▶ Exercise instructions: Could you switch every "marker" in the material below to "dot", leave everything else unchanged, and omit the pictures from your answer?

[Image object location entries]
────────────────────

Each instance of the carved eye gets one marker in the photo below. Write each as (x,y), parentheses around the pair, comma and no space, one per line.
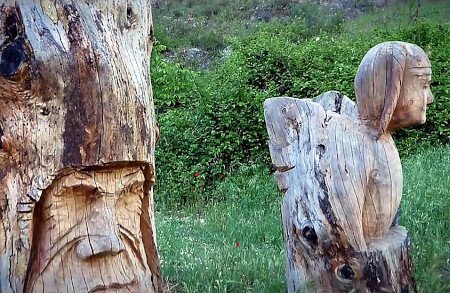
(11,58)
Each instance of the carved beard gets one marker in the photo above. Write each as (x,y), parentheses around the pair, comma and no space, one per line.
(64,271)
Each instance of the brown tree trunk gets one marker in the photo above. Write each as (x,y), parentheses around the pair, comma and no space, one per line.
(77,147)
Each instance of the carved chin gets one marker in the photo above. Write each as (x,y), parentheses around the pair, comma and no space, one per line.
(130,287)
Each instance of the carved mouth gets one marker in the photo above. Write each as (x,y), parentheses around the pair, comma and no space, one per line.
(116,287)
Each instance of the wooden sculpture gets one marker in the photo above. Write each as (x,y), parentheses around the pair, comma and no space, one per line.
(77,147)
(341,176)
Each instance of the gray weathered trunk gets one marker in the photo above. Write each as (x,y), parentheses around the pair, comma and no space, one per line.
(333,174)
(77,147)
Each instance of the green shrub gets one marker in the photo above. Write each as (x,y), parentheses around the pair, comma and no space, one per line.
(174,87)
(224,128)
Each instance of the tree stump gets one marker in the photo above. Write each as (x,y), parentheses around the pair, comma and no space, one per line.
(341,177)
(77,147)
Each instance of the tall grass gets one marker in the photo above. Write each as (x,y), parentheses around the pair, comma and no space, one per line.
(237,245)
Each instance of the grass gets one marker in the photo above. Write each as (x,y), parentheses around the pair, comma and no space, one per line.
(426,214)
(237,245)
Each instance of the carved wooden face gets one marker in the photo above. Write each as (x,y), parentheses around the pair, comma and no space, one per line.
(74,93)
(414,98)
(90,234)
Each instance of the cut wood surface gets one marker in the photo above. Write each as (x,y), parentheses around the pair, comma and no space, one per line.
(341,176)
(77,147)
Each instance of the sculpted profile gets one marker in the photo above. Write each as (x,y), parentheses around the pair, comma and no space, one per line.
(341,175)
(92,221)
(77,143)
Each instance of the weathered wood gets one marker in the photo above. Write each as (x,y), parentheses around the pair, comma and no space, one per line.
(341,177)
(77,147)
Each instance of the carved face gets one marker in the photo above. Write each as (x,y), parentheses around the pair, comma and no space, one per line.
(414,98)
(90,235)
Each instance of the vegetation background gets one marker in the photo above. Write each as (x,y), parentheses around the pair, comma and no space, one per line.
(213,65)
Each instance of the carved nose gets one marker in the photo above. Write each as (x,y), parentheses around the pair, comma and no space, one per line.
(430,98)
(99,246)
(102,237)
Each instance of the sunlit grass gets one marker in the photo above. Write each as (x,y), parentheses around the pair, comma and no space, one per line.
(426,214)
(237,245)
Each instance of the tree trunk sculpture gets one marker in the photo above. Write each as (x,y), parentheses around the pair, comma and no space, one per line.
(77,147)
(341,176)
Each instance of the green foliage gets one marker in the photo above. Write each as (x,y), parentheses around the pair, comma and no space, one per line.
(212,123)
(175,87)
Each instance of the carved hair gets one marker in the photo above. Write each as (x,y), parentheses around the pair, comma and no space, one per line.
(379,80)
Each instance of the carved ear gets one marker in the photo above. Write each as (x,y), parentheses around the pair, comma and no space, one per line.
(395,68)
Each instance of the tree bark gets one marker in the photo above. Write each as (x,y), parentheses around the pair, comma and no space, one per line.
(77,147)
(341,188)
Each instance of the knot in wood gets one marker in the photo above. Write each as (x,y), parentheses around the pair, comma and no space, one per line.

────────────────────

▶ Finished task:
Each instance of the carved eye gets one dot in the photo below. Write each as (x,y), parentheses around the pair, comma and no space, one per line.
(11,58)
Each instance of the carved beard gets one dot in the photo above. Write each as (x,y), parentheses around the pair, comma and no space, one per line.
(64,271)
Each instance of the brown tree trunk gets one dot in the photo above. Write each as (x,y), parentheses around the pair, comma and no space, one per line.
(77,147)
Each instance of the carved chin gets one dot in the photo above. Write each as (x,y), parentheses around the pair, comma and no space, one per line.
(130,287)
Each instance of the carved mouth gets one dot in the photo above. Write each as (x,y), parentheses around the pair, comma and no space, one per line.
(116,287)
Each instance of the wooden sculpture gets one dot in the photo above. Write each as (x,y), parentheses around the pair, comma and no space, one per line.
(77,147)
(341,176)
Each instance of the gray weathered trunk gets one dot in the photo above. Write each as (x,y), parentheses around the pair, comma and no space, one per line.
(333,174)
(77,147)
Each instance of the green shrub gets one dot in the photo above. Write each as (x,y), parentheses around the pair, comma and no space, one per line.
(174,87)
(224,128)
Each instance of the tree stump gets one dot in the photo above. Write each as (x,y), parentheses around the pair, comma and no space, one per line.
(341,177)
(77,147)
Each instance of the tall grass gets one dot in the photo above. Write each as (x,y), parentheses around the pair, comma and no space, one per line.
(237,245)
Each instance of the grass gets one dot in the photo above. Write each as (x,y), parentheses around the pair, comma and no space, one per line.
(426,214)
(237,245)
Each instance of the carved wooden face gets one dot in the photo above. Write each as (x,y), parentheses around the pair, comma and no space, one per line.
(74,93)
(414,98)
(90,234)
Each instance of the cut wood surface gets one dot in the photo above. Write each as (x,y), parentheses around the pair, comma and no space, one per line.
(341,176)
(77,147)
Each instance of the sculpted profile gets one dot in the photo above. Write each as (x,y), parentheses around the pair, comma and no space, one per line.
(341,175)
(92,221)
(77,143)
Each instance of the weathered wood gets one dot in the photo above. Write each as (x,y), parentheses around the pair, comma and no space, one per line.
(341,177)
(77,147)
Each instance of the carved face gets one dot in the photo above. Write each as (x,y), parentheses around the pair, comma and no space, one per line.
(414,98)
(90,235)
Each instance of the vegetation background gets one dot in the photo above. Write each as (x,y), parentheses around the pair, comma and no space, one per line.
(213,65)
Each instance of the carved nose gets one dot in the photo above. Write each as (x,y), parentheses around the pair, comma and no space, one per line.
(430,98)
(99,246)
(102,237)
Each instance of the sunlit grass gets one dot in the photo above. Write each as (x,y), parentheses around the pair, comma and no space, one per line.
(426,214)
(237,245)
Each instance of the tree trunk sculpture gets one dot in the photo above. Write each as (x,y), parentheses around the pair, comma and no space, one per line.
(77,147)
(341,176)
Each instance of the green foliage gets one dot in the photo above. Write each as (x,y), parentheses around the pair, comma and no space, one per line.
(212,123)
(175,87)
Each instance of the carved hair gets one dot in the photo above. Write each as (x,y), parentheses around the pair, comma and no space, one per line.
(379,80)
Each instance of the carved ear gets one dot in the photo above. Write each as (x,y), parentheses around the pair, comma and no space, one per line.
(395,68)
Each instance of the tree bark gets one dot in the photo above. Write each as (x,y), parentheses around the pair, comma and no space, one per line.
(77,147)
(341,188)
Each instance of the knot in wood gets one dot in the photo above. Write each as (x,y), parentheses around the pair, comma and no space, one per line.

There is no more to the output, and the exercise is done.